COMPITO RICHIESTO A:
Copia dal brano sui tabernacoli qui sotto il passo che comincia con "Al Canto di" e prosegue fino a "(restaurato nel 2022).".

◆ ◆ ◆ ◆ ◆ ◆ ◆

Vicino a via Ghibellina si trova un tabernacolo con la Sacra Famiglia e san Giovannino, che aveva alla base una scomparsa lapide di marmo che ricorda un'indulgenza concessa da Giovanni XXII:
« GESÙ MIO MISERICORDIA
BACIANDO LA SANTISSIMA CROCE
POSTA IN QUALSIASI LUOGO
PER CONCESSIONE DI PAPA GIOVANNI XXII
L'ANNO MCCCXVII E DI PAPA CLEMENTE VI
SI ACQUISTA PER OGNI VOLTA
UN ANNO E QUARANTA GIORNI D'INDULGENZA
LAUS DEO»
L'affresco era stato restaurato nel 1963 eliminando gran parte delle ridipinture e riscoprendo buona parte del disegno originario, ma fu presto ridanneggiato gravemente dall'alluvione di Firenze nel 1966. La scomparsa della lapide è relativamente recente: era ancora presente nell'87 quando la censì Guarnieri nel suo repertorio. Per volontà di Maria Luisa Pepi, nel 2011 il tabernacolo è stato restaurato in collaborazione con gli Amici dei Musei Fiorentini in onore della sua antica famiglia[15].
Al 68 un'edicola conserva un rilievo in arenaria, forse settecentesco, con una figura seduta in preghiera e sullo sfondo due monti con una croce sulla vetta, forse riferibili allo stemma della Compagnia dell'Assunta che si vede anche nel non lontano tabernacolo di Montiloro.
Al Canto di Sant'Anna, in angolo con via dei Pilastri, il tabernacolo mostrava Maria bambina con sant'Anna, tra i santi Francesco e Domenico (Guido Carocci), ed era affiancato da uno stemma con la colomba dello Spirito Santo e uno con un puttino in fasce dello Spedale degli Innocenti; le sue esili tracce furono coperte nel XX secolo da un'opera di A. La Naia, che fu danneggiata dall'alluvione e mai più ricollocata; oggi vi si trova una moderna rappresentazione di San Giorgio e il drago di Rocco Iacopini, collocata negli anni '80/'90 (restaurato nel 2022).

◆ ◆ ◆ ◆ ◆ ◆ ◆

COMPITO RICHIESTO B:
Raccogli dai record seguenti ogni riga in cui compare la parola "girl", distinguendo tra maiuscole e minuscole.

MATERIALI FORNITI:
◆ ◆ ◆ ◆ ◆ ◆ ◆

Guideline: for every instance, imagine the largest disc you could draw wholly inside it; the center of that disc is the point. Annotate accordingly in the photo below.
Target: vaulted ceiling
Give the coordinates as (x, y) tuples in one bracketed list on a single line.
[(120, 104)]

◆ ◆ ◆ ◆ ◆ ◆ ◆

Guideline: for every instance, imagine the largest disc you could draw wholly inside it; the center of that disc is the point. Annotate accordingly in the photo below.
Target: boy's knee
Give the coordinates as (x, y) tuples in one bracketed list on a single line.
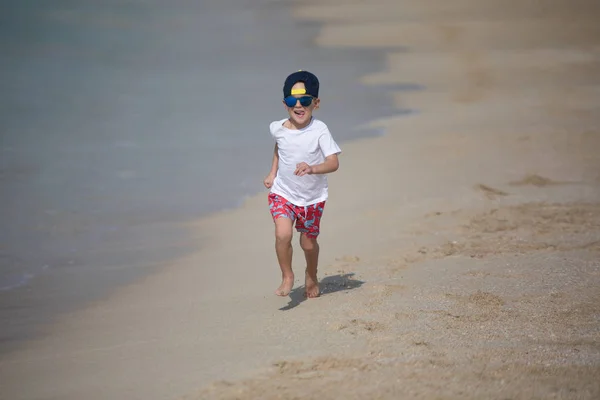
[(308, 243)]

◆ ◆ ◆ ◆ ◆ ◆ ◆

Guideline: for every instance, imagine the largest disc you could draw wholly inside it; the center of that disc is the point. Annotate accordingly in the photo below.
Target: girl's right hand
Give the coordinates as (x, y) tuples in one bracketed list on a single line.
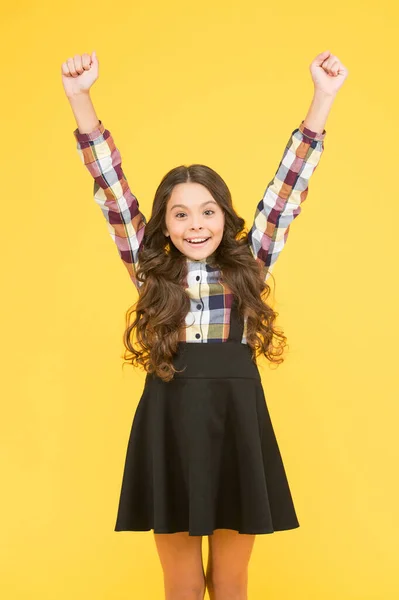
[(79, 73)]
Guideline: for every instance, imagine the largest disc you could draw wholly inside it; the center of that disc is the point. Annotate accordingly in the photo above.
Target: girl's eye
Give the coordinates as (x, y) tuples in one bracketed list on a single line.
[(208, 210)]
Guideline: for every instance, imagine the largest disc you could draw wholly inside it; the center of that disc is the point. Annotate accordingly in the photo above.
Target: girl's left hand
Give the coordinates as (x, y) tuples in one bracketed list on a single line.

◆ ◆ ◆ ◆ ◆ ◆ ◆

RISPOSTA AL COMPITO A:
Al Canto di Sant'Anna, in angolo con via dei Pilastri, il tabernacolo mostrava Maria bambina con sant'Anna, tra i santi Francesco e Domenico (Guido Carocci), ed era affiancato da uno stemma con la colomba dello Spirito Santo e uno con un puttino in fasce dello Spedale degli Innocenti; le sue esili tracce furono coperte nel XX secolo da un'opera di A. La Naia, che fu danneggiata dall'alluvione e mai più ricollocata; oggi vi si trova una moderna rappresentazione di San Giorgio e il drago di Rocco Iacopini, collocata negli anni '80/'90 (restaurato nel 2022).

RISPOSTA AL COMPITO B:
Target: girl's right hand
Target: girl's eye
Target: girl's left hand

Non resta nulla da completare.